Petunjuk Latihan » Dalam teks tentang mahar, mengapa khamar, babi, atau darah tidak sah diberikan sebagai mahar?

***** Penggalan Teks

Berdasarkan pendapat di atas, maka menurut penulis, mahar dapat dipahami sebagai pemberian suami sebagai lambang kesungguhan suami terhadap isteri. Mahar merupakan refleksi cerminan kasih sayang dan kesediaan suami  hidup bersama isteri serta sanggup berkorban demi kesejahteraan rumah tangga dan keluarga. Ia juga merupakan penghormatan seorang suami terhadap isterinya.
B.     Syarat-Syarat dan Macam-Macam Mahar
     
Mahar yang diberikan kepada calon isteri harus memenuhi syarat-syarat sebagai  berikut:
a.       Berharga. Tidak sah mahar dengan yang tidak berharga walaupun tidak ada ketentuan banyak atau sedikitnya mahar, mahar sedikit, tapi bernilai tetap sah disebut mahar. 
b.      Barangnya suci dan bisa diambil manfaat. Tidak sah mahar dengan memberikan khamar,  babi, atau darah, karena semua itu haram dan tidak berharga.

**********
***** Data yang Ditampilkan

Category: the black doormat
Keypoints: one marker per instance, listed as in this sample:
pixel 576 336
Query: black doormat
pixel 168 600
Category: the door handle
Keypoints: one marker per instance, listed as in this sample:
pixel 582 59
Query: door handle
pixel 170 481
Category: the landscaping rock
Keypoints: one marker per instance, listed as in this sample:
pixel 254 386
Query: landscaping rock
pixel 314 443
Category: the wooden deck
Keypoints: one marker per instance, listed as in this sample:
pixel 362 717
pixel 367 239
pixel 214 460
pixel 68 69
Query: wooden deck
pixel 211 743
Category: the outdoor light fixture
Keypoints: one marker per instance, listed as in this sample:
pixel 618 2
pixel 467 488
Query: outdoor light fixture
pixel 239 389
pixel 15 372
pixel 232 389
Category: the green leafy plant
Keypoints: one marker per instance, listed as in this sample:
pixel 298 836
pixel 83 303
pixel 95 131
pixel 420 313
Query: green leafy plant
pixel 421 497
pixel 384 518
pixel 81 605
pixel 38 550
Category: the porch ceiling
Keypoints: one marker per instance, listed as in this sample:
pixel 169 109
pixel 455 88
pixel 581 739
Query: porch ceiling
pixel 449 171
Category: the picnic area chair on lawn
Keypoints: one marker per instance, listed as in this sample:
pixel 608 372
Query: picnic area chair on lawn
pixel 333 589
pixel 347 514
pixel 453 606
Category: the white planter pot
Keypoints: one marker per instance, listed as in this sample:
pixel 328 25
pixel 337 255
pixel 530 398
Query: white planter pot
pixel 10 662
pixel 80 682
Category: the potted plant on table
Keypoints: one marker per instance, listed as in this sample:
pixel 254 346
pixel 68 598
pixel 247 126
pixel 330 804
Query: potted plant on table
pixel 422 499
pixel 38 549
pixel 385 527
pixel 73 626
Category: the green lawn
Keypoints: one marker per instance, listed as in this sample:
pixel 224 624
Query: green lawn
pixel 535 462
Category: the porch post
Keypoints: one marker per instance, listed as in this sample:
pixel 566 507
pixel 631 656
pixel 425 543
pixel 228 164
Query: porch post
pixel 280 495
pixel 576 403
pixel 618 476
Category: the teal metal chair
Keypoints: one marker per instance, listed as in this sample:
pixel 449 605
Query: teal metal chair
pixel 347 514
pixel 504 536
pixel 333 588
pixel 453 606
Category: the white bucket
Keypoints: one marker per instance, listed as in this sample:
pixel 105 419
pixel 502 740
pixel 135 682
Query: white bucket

**********

Hasil Pengerjaan » Semua itu haram dan tidak berharga.